▶ _WHAT IS ASKED_
Which lines in the entries below contain the string "glazed", with case counting? Pull out each of those lines in full.

Saved data entries
:::::

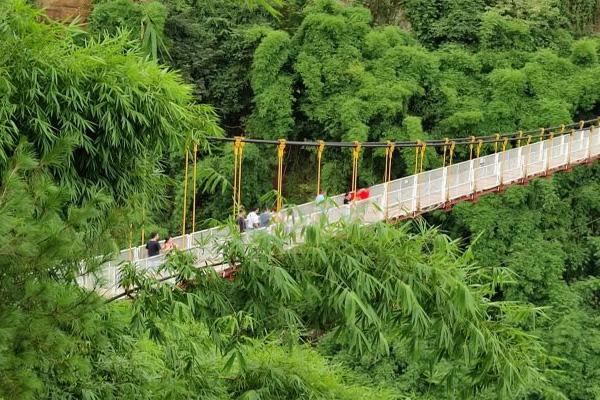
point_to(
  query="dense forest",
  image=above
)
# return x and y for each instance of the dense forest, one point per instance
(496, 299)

:::::

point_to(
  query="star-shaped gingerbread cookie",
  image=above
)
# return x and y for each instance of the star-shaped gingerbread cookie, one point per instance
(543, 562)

:::::

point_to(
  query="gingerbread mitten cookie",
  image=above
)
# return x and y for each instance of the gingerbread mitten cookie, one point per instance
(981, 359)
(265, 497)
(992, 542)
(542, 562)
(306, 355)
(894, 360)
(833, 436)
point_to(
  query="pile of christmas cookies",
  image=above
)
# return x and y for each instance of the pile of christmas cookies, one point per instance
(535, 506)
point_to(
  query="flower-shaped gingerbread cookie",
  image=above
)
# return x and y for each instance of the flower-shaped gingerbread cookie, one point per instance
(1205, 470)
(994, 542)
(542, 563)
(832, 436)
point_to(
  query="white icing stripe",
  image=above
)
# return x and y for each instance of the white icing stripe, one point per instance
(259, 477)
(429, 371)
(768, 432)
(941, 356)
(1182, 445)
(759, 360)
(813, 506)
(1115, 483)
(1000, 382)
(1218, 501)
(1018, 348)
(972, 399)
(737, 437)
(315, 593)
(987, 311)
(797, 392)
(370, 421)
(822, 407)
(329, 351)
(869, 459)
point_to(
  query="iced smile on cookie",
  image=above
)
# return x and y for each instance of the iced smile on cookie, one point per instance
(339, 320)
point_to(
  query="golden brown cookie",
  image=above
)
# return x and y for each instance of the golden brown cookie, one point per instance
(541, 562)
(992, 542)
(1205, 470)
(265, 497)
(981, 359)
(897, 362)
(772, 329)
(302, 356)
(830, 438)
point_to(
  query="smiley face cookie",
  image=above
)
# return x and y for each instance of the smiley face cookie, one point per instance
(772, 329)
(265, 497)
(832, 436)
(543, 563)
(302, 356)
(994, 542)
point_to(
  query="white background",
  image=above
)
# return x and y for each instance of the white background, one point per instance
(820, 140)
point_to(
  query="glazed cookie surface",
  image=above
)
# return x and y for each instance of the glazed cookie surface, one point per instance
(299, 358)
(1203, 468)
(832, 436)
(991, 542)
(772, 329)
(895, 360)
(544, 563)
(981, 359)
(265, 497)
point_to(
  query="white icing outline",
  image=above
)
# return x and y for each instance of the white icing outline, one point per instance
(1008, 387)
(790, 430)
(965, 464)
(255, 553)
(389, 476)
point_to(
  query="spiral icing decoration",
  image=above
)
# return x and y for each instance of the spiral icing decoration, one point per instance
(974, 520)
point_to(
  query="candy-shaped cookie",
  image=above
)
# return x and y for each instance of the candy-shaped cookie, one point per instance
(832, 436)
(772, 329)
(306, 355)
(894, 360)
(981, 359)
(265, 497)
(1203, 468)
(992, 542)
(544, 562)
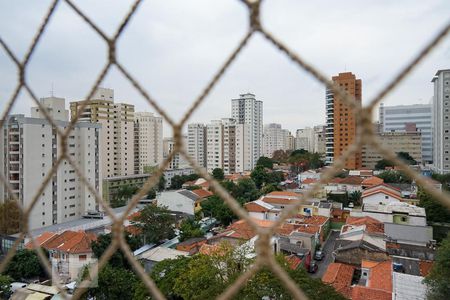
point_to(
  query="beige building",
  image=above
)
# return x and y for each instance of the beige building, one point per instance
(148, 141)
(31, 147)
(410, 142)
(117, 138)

:::::

▶ _WORKED SOLUTION_
  query="glazed cookie surface",
# return x and y for each instance of the glazed cookie surface, one point per instance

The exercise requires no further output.